* _Requirement_
Write out the data again in full, keeping every character the same.

(Items listed in a dataset)
Segment Open

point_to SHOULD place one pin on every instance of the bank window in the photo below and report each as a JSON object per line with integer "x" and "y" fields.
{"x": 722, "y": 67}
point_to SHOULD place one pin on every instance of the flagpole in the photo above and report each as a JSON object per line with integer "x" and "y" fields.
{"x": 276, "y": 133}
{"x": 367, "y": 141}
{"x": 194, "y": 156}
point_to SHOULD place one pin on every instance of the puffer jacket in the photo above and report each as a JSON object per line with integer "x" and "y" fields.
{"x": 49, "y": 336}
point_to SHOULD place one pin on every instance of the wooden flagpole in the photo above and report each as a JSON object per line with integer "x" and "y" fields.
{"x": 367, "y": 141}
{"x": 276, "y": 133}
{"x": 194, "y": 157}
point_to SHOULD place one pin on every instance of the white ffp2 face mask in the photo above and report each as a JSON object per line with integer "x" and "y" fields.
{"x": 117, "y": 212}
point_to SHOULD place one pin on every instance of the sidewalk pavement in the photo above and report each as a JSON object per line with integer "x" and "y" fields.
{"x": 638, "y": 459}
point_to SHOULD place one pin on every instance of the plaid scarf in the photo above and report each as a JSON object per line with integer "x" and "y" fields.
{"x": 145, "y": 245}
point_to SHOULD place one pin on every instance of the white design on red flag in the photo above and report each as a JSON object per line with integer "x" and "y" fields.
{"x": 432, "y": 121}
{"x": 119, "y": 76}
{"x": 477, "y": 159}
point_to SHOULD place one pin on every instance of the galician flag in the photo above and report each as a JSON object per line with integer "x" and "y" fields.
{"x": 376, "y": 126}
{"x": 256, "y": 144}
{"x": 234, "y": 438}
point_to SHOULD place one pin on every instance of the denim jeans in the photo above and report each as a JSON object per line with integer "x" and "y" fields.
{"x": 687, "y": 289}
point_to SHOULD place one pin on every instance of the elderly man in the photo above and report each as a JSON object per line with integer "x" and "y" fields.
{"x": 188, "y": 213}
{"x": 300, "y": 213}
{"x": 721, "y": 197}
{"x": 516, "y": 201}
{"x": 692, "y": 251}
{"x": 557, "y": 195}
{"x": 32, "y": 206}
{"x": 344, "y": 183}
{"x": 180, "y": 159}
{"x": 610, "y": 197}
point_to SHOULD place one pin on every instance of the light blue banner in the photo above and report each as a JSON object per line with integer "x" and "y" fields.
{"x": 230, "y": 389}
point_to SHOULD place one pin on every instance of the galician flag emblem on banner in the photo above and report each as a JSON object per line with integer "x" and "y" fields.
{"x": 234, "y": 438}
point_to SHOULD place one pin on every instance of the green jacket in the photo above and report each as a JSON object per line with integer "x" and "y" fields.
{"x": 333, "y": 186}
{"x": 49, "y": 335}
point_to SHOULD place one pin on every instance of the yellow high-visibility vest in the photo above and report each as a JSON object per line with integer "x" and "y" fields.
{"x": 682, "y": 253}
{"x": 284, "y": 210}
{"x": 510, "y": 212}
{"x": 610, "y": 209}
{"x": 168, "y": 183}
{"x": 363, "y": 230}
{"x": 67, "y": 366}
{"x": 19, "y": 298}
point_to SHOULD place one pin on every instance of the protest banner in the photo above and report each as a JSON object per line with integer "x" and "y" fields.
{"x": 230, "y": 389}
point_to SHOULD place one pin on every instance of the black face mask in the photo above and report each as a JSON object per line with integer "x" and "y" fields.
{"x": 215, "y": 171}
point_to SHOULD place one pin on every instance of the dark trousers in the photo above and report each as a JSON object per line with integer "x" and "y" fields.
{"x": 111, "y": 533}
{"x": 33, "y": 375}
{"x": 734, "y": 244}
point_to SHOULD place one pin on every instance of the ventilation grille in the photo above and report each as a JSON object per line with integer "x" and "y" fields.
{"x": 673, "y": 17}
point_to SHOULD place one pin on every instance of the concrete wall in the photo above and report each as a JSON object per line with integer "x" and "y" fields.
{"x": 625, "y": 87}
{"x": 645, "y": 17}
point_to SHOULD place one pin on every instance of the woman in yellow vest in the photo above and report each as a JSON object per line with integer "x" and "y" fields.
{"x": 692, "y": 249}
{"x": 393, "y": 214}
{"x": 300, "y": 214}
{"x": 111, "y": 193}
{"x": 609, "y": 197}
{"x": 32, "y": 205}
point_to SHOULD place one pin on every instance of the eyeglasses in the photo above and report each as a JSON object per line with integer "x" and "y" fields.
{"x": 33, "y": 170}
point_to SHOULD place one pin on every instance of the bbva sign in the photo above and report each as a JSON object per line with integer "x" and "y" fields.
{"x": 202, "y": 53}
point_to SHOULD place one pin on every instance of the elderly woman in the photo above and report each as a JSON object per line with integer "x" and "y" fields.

Segment Closed

* _Written response_
point_to SHOULD place one pin on every instance of the bank window in the photo below and report each as a JSON object per line with integer "x" and "y" fields.
{"x": 722, "y": 67}
point_to SHOULD place one pin on every instance of the flagpole in the photo above and report each as a JSON object per line with integer "x" and "y" fields.
{"x": 276, "y": 133}
{"x": 367, "y": 141}
{"x": 194, "y": 156}
point_to SHOULD place one pin on every instance of the puffer jacket in the photo above and report each as a JSON object per line with integer "x" and "y" fields.
{"x": 49, "y": 336}
point_to SHOULD place one pin on every instance of the wooden flagpole in the photo above and report each as a JSON object per line with integer "x" and "y" fields.
{"x": 367, "y": 141}
{"x": 276, "y": 133}
{"x": 194, "y": 157}
point_to SHOULD place one pin on every instance of the white ffp2 face mask in the photo above and report each as a JSON object per line with integer "x" and "y" fields.
{"x": 117, "y": 212}
point_to SHOULD place one pin on every instance of the sidewalk pavement in the photo above and report each as a JSON object per line with integer "x" and "y" fields.
{"x": 638, "y": 459}
point_to SHOULD place one pin on every instance of the plaid scarf in the photo above and report each as a JSON object per line with integer "x" and "y" fields.
{"x": 145, "y": 245}
point_to SHOULD place one pin on every instance of the white design on red flag in the photo above and report each as a JSON object per line with integer "x" and "y" fields.
{"x": 432, "y": 121}
{"x": 119, "y": 76}
{"x": 477, "y": 159}
point_to SHOULD place one pin on every instance of the galician flag in the photo above and report each as a JSON object per line with integer "x" and "y" fields.
{"x": 376, "y": 126}
{"x": 256, "y": 144}
{"x": 234, "y": 438}
point_to SHOULD place one pin on every instance of the denim jeans in the photo above and report each as a JSON object per line with integer "x" and "y" fields.
{"x": 687, "y": 289}
point_to SHOULD place one pin on every instance of the elderly man in the photo above and report each as a JSON object per line with integer "x" and "y" fields.
{"x": 188, "y": 213}
{"x": 300, "y": 213}
{"x": 721, "y": 197}
{"x": 516, "y": 201}
{"x": 692, "y": 251}
{"x": 557, "y": 195}
{"x": 32, "y": 206}
{"x": 344, "y": 183}
{"x": 180, "y": 159}
{"x": 610, "y": 197}
point_to SHOULD place one pin on every instance of the light blue banner in the photo above and report each as a JSON object per line with integer "x" and "y" fields.
{"x": 230, "y": 389}
point_to SHOULD place one pin on every instance of the galician flag emblem on banner in the photo above and report each as a JSON object per line with integer "x" and "y" fields.
{"x": 234, "y": 438}
point_to SHOULD place one pin on every instance of the green jacket in the photo above and report each as a JSON object per line with integer "x" and "y" fields.
{"x": 333, "y": 186}
{"x": 49, "y": 335}
point_to SHOULD place one pin on every instance of the yellow high-visibility vest in the photo above and report each as a JSON object per line with integer "x" and "y" fields.
{"x": 682, "y": 253}
{"x": 284, "y": 210}
{"x": 510, "y": 212}
{"x": 610, "y": 209}
{"x": 168, "y": 183}
{"x": 363, "y": 230}
{"x": 67, "y": 366}
{"x": 19, "y": 298}
point_to SHOULD place one pin on every instance of the protest banner in the photo above and report each as a JSON object per line with integer "x" and "y" fields.
{"x": 230, "y": 389}
point_to SHOULD place one pin on every instance of the black face mask in the photo above and report each as a JSON object per line with integer "x" and "y" fields.
{"x": 215, "y": 171}
point_to SHOULD place one pin on every instance of the dark trousers in the photo above and report each as a JSON object per line with integer "x" and "y" fields.
{"x": 111, "y": 533}
{"x": 33, "y": 375}
{"x": 734, "y": 244}
point_to SHOULD place one pin on every instance of the ventilation grille in the photo above and report each as a JSON object per line with integer "x" and "y" fields.
{"x": 673, "y": 17}
point_to SHOULD place one pin on every instance of the concrete wall in the photo above and report each as a JSON object per line with integer "x" and "y" fields.
{"x": 625, "y": 87}
{"x": 645, "y": 17}
point_to SHOULD place one pin on every instance of the woman in yellow vest in the photo above and report each as a JSON object per line with integer "x" and "y" fields.
{"x": 692, "y": 249}
{"x": 393, "y": 214}
{"x": 300, "y": 214}
{"x": 111, "y": 193}
{"x": 609, "y": 197}
{"x": 32, "y": 205}
point_to SHOULD place one pin on every instance of the eyeglasses in the photo above and report each as a JSON object per line with integer "x" and "y" fields.
{"x": 33, "y": 170}
point_to SHOULD place one pin on every instance of the bbva sign in the photo above and report each as a JSON object per line with integer "x" and "y" fields.
{"x": 202, "y": 53}
point_to SHOULD place one pin on every instance of the elderly woman in the photo above and report each as a JSON object per line with integer "x" and "y" fields.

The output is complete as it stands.